** START **

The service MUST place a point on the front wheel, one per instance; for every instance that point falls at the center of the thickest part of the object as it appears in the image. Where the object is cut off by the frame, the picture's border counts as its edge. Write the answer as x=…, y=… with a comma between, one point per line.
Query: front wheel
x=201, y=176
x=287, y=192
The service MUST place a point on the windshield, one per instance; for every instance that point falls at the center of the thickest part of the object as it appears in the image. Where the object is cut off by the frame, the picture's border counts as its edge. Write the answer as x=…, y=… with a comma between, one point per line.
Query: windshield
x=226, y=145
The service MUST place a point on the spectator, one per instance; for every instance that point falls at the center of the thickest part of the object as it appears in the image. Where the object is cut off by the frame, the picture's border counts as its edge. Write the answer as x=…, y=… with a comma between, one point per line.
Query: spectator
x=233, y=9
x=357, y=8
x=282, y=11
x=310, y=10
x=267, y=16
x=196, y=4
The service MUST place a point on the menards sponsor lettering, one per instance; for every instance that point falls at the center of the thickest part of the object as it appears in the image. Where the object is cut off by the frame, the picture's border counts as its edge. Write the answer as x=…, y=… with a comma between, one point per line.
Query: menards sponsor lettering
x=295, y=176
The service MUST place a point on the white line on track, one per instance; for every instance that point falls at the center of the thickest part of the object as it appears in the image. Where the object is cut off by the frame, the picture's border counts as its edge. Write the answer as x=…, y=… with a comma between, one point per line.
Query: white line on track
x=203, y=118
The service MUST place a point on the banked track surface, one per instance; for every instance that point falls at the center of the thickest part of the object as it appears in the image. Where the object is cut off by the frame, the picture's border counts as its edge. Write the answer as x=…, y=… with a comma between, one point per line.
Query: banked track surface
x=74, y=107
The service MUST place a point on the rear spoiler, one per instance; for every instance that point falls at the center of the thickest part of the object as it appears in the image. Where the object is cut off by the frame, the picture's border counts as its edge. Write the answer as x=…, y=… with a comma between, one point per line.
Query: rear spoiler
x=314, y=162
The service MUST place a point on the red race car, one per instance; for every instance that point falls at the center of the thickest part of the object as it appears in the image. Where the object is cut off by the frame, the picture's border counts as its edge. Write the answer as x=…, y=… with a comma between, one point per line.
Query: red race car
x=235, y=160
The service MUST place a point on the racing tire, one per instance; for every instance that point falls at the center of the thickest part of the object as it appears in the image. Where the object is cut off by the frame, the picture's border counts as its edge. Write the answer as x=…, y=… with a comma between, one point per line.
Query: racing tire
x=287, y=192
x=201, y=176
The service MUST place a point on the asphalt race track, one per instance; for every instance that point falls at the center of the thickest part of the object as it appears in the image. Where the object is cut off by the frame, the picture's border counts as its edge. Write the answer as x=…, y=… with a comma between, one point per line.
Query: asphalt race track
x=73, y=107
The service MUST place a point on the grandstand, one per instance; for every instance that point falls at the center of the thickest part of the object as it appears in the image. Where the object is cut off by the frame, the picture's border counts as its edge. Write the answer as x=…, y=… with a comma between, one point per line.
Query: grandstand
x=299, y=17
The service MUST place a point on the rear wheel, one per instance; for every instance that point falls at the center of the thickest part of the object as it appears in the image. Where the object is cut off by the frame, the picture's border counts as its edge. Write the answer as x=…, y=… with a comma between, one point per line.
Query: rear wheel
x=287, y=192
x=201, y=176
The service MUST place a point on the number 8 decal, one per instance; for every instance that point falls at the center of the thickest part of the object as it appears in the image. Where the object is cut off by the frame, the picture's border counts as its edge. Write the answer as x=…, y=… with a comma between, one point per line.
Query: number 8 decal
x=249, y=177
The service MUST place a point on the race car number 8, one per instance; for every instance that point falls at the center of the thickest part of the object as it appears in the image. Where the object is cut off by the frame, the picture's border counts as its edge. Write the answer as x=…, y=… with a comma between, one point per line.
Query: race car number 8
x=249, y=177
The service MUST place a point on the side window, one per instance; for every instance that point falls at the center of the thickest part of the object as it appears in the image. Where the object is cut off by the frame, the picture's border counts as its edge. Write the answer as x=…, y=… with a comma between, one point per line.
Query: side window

** END **

### Problem details:
Please offset the stretch from the start of the lines above through the line containing "x=295, y=176" by writing out every one of those lines again, not only the ones holding coordinates, and adding 143 to each x and y point coordinate.

### Answer to this exercise:
The service MUST place a point on the front wheel, one per instance; for every instance that point falls at the center of the thickest part of the object as it appears in the image. Where the object is cut off by the frame, the picture's border counts as its edge. Write the answer as x=…, y=… with a comma between, one point per line.
Query: front wheel
x=344, y=319
x=430, y=335
The service MUST place a point on the windshield, one per instance; for every instance that point falls at the center of the thickest part of the object as it appears in the image. Where the object is cut off by the frame, the picture's border counts as its edge. Write the answer as x=…, y=… with a comma between, one point per line.
Query: windshield
x=369, y=288
The service MUST place a point on the spectator, one per instance; for every instance that point falls at the center of the thickest part of the object as it appears in the image. Where the object is cut off by the frame, the picture's border counts as its edge. Write the answer as x=…, y=… with a comma between, one point per line.
Query: spectator
x=376, y=152
x=500, y=151
x=425, y=154
x=453, y=153
x=410, y=159
x=339, y=147
The service MUST place a point on the menards sponsor lettering, one per instance; for every instance that point falls at the center of the thickest part of the object as it appears in the image. Where the object is cut off by the frame, the picture's border counts as its edge. Write the answer as x=…, y=… with a comma between, one point per line.
Query: menards sponsor lettering
x=438, y=319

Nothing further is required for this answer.